- JOB:
Copy all of the material below word for word, keeping every line in its original order.

[Dataset entries]
──────
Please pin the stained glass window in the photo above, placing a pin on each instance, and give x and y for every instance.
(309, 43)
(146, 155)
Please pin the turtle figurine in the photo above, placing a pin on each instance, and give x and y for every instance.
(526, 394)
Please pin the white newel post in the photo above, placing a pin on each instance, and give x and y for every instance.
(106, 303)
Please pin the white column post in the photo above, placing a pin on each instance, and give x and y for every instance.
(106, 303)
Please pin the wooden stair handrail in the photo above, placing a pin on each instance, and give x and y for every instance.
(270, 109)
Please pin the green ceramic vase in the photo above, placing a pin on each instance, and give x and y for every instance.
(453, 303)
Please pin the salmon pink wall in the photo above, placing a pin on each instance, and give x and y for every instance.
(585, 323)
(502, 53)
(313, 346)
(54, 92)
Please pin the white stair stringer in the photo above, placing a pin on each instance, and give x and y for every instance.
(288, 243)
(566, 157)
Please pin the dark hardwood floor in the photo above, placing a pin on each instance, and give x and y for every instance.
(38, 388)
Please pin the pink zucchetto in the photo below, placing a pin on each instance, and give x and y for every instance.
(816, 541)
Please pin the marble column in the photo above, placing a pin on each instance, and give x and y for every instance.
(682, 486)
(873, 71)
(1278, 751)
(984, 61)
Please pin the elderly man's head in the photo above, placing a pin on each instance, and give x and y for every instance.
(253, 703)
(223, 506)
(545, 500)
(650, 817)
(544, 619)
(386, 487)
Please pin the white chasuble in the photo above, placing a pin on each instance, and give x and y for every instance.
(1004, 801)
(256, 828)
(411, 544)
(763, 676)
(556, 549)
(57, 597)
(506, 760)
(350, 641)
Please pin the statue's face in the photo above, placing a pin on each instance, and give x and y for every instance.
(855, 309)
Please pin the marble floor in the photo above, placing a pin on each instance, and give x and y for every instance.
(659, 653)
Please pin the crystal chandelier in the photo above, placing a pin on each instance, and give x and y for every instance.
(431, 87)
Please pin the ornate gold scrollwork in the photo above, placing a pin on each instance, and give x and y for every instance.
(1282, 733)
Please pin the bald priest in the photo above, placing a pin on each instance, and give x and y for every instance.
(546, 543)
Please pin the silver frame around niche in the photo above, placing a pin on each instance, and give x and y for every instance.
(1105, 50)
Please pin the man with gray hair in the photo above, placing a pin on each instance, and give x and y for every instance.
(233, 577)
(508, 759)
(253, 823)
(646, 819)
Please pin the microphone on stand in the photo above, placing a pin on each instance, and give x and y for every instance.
──────
- RESULT:
Please pin the stained glass window in the photo above, placing a pin on each instance, and give x and y for every instance.
(309, 43)
(146, 155)
Please pin the turtle figurine in the photo above, placing a pin on each instance, and give x and y for every instance.
(526, 394)
Please pin the white newel post in the photo above, placing a pin on each instance, and give x and y for every instance.
(106, 303)
Please pin the white column post in the photo above, placing a pin on each instance, and give x and y for every instance.
(106, 303)
Please pin the wooden stair handrail in the photo above, placing a pin on each instance, and give x and y for every instance.
(270, 109)
Please pin the green ceramic vase in the photo above, placing a pin on each instance, and give x and y for every instance.
(453, 303)
Please pin the salmon pink wall in the photo above, placing a pin on each instance, and give x and y for every instance.
(585, 323)
(502, 53)
(313, 346)
(54, 92)
Please pin the white stair stringer in the photo above, placing a pin on each instance, and give x and y for every instance.
(288, 243)
(566, 157)
Please pin the dark hardwood floor in the photo above, placing a pin on each instance, and give x and y for every instance.
(38, 388)
Please pin the pink zucchetto in the photo below, placing a pin on each instance, and give x and y for every instance.
(816, 541)
Please pin the marble column in the photo above, placing a pin on each instance, and give x and y for every instance.
(682, 486)
(873, 71)
(1278, 751)
(984, 61)
Please pin the elderly man's head in the photo above, placing a pin on each instance, and give x and y for every instance.
(253, 703)
(223, 506)
(545, 500)
(650, 817)
(544, 619)
(386, 487)
Please pin the white chasuble in the photo above, placing a pin on each instance, and give x and y for every instance.
(1004, 801)
(256, 828)
(411, 544)
(763, 676)
(556, 549)
(57, 597)
(506, 760)
(350, 641)
Please pin the statue's face in the photo above, placing a pin on each instance, and give x and y for every instance.
(855, 309)
Please pin the marble floor in the photo above, placing a pin on each instance, and give x and y for every instance.
(659, 653)
Please pin the crystal chandelier in the photo above, placing a pin on each instance, and give x and y for every instance.
(431, 87)
Please pin the ornate gold scrollwork in the photo above, placing a pin on each instance, and give x and y for every instance.
(1282, 733)
Please pin the bald priest in the photo above, placing a pin on each instance, and give x and y for every instance.
(546, 543)
Please pin the silver frame around niche in the photo above, placing a pin on each instance, and give x and y for every instance.
(1105, 50)
Please pin the man with gray hair in the photo above, placing a pin on each instance, and give x and y for every instance.
(233, 577)
(508, 759)
(253, 823)
(646, 819)
Please pin the microphone on stand in the photo above, placing a pin on each instance, and give x and y for every instance.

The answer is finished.